**QUESTIONS:**
#1 Revise the Shuffle Inconsistency Jailbreak entry from "Impact: Attackers can" through "safety mechanism architecture.", swapping "guardrails" for "filters".
#2 Carry on the Shuffle Inconsistency Jailbreak entry from its last sentence.

**SELECTED EXTRACT:**
──────────────────────────────

LMVD-ID: 923641b8
Published January 1, 2025

Shuffle Inconsistency Jailbreak

Affected Models:gpt-4o, claude-3.5-sonnet, gemini-1.5-pro, llava-next, minigpt-4, internvl-2, vlguard, qwen-vl-max

Research Paper

Jailbreaking Multimodal Large Language Models via Shuffle Inconsistency

View Paper

Description: Multimodal Large Language Models (MLLMs) exhibit a vulnerability where shuffling the order of words in text prompts or patches in image prompts can bypass their safety mechanisms, despite the model still understanding the intent of the shuffled input. This "Shuffle Inconsistency" allows attackers to elicit harmful responses by submitting shuffled harmful prompts that would otherwise be blocked.

Examples: See the research paper "Jailbreaking Multimodal Large Language Models via Shuffle Inconsistency". Specific examples are provided in the paper, showing how shuffling text and image components of harmful prompts leads to the MLLM generating harmful responses, bypassing its safety filters.

Impact: Attackers can bypass the safety mechanisms of MLLMs using this technique, leading to the generation of harmful content such as hate speech, instructions for illegal activities, or promotion of violence. This undermines the intended safety features of the models and poses a significant risk to users and the wider public. The impact is particularly pronounced against commercial closed-source MLLMs which often have additional outer safety guardrails.

Affected Systems: Multimodal Large Language Models (MLLMs), including both open-source and commercially available models. Specific examples mentioned in the research include GPT-4o, Claude-3.5-Sonnet, LLaVA-NEXT, InternVL-2, Gemini-1.5-Pro, and Qwen-VL-Max. The vulnerability is likely to affect other MLLMs exhibiting similar comprehension and safety mechanism architecture.

──────────────────────────────

**INFORMATION SHOWN:**
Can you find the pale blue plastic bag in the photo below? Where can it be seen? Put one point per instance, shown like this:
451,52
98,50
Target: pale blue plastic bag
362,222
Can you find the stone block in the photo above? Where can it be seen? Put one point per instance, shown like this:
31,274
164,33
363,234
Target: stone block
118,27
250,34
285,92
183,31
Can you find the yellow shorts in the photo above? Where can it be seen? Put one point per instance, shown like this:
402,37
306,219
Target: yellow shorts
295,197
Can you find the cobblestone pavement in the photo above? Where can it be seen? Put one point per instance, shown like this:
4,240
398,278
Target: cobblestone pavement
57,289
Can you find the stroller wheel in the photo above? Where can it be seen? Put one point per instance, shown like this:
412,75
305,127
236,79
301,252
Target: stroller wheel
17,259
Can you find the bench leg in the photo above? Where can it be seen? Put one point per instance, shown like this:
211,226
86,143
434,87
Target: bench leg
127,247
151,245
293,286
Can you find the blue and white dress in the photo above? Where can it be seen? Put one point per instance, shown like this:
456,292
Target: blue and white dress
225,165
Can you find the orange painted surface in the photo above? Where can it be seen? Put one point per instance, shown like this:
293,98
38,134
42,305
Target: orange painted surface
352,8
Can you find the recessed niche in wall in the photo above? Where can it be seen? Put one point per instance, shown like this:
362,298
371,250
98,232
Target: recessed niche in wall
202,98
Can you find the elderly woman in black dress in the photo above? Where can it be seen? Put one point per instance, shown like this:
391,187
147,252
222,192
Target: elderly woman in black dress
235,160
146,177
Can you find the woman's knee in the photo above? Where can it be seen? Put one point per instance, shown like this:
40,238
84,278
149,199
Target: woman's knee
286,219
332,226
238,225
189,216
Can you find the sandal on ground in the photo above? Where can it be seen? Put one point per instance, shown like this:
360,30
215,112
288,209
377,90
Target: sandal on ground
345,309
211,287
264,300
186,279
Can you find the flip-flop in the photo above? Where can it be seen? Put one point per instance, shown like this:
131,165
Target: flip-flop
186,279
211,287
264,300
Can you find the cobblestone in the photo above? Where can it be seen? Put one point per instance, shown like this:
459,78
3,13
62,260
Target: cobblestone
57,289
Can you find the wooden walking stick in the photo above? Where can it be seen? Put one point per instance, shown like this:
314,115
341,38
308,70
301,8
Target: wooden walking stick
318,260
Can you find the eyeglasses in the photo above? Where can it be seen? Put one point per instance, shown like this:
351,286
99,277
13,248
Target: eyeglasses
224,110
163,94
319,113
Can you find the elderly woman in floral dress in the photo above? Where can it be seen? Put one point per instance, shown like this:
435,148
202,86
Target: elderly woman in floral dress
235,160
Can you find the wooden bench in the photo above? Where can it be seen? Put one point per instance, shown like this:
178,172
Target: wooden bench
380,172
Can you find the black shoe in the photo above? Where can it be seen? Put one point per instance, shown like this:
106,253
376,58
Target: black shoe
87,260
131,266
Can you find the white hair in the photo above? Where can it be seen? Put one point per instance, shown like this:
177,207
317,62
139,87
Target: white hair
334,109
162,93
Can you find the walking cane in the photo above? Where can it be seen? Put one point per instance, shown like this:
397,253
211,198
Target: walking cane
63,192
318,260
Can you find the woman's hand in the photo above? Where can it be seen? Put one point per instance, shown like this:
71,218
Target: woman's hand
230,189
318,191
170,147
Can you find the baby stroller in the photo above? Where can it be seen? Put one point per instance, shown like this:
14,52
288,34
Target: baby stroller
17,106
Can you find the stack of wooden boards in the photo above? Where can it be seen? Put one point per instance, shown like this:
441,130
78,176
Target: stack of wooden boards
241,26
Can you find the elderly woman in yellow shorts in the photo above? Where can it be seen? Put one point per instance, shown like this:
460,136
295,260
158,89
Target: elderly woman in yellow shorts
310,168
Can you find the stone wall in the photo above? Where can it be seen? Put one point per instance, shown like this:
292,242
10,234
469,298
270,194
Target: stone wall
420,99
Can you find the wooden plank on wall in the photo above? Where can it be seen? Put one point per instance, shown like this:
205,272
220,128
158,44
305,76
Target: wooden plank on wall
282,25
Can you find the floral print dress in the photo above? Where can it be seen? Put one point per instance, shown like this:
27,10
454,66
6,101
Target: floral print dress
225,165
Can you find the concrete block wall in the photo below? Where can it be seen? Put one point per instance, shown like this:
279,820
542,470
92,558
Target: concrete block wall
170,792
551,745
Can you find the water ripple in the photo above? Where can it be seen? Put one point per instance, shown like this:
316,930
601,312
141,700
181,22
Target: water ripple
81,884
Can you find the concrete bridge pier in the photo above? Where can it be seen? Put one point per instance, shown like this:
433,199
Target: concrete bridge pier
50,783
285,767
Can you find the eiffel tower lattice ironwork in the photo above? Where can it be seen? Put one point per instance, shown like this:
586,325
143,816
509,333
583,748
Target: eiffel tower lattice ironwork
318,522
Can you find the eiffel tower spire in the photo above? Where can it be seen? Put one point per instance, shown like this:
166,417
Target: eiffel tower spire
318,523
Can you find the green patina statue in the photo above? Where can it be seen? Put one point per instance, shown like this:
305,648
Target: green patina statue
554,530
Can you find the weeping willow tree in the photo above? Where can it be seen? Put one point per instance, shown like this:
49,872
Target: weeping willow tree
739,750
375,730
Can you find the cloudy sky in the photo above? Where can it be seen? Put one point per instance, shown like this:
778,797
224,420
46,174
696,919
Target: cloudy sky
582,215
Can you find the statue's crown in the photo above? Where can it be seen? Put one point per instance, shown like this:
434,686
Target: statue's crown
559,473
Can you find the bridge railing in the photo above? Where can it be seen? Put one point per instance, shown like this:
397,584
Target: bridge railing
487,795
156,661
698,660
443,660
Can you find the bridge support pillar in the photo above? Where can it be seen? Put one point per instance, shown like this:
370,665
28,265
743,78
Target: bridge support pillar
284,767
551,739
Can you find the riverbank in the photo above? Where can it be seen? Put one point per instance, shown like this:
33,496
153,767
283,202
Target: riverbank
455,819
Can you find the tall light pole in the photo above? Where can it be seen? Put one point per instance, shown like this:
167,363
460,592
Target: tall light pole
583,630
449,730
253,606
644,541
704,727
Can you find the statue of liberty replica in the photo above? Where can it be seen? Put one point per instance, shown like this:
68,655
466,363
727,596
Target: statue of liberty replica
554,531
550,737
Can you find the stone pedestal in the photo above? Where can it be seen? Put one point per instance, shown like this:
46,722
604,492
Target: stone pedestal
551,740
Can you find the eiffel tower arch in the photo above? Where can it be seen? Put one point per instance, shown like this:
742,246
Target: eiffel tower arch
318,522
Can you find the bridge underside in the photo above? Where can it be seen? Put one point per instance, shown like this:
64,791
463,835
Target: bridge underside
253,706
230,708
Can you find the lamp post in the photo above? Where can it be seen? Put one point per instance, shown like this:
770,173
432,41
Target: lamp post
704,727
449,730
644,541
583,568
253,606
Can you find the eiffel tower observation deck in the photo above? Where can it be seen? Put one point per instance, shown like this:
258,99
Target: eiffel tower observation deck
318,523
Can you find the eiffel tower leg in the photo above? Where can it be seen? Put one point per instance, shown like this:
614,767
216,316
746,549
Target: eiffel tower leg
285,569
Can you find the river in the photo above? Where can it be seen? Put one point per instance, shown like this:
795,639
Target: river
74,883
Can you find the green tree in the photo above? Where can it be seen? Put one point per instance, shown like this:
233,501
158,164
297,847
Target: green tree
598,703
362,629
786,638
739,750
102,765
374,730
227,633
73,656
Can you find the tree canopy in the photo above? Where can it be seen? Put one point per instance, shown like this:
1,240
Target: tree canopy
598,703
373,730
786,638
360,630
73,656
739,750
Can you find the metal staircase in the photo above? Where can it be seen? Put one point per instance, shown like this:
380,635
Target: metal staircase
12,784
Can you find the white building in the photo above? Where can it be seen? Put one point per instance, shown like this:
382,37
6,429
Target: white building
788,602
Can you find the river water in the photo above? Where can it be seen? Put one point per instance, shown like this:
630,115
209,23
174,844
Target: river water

──────────────────────────────

**LIST OF ANSWERS:**
#1
Impact: Attackers can bypass the safety mechanisms of MLLMs using this technique, leading to the generation of harmful content such as hate speech, instructions for illegal activities, or promotion of violence. This undermines the intended safety features of the models and poses a significant risk to users and the wider public. The impact is particularly pronounced against commercial closed-source MLLMs which often have additional outer safety filters.

Affected Systems: Multimodal Large Language Models (MLLMs), including both open-source and commercially available models. Specific examples mentioned in the research include GPT-4o, Claude-3.5-Sonnet, LLaVA-NEXT, InternVL-2, Gemini-1.5-Pro, and Qwen-VL-Max. The vulnerability is likely to affect other MLLMs exhibiting similar comprehension and safety mechanism architecture.

#2
Mitigation Steps:

  • Improved Safety Mechanisms: Develop more robust safety mechanisms that are less susceptible to being bypassed by input shuffling. This might involve utilizing more sophisticated content analysis techniques that are not easily fooled by simple reordering of inputs.
  • Input Sanitization: Implement preprocessing steps to detect and reject inputs that exhibit unusual word ordering or image patch arrangements indicative of malicious intent.
  • Ensemble Methods: Employ ensembles of different safety models to cross-validate and filter potentially harmful inputs based on whether a consensus amongst the different safety models agrees on its safety.
  • Adversarial Training: Train MLLMs with adversarial examples that include shuffled harmful prompts to improve their robustness against this type of attack. The research paper provides details on a dataset suitable for such training through the use of a "toxic judge" model.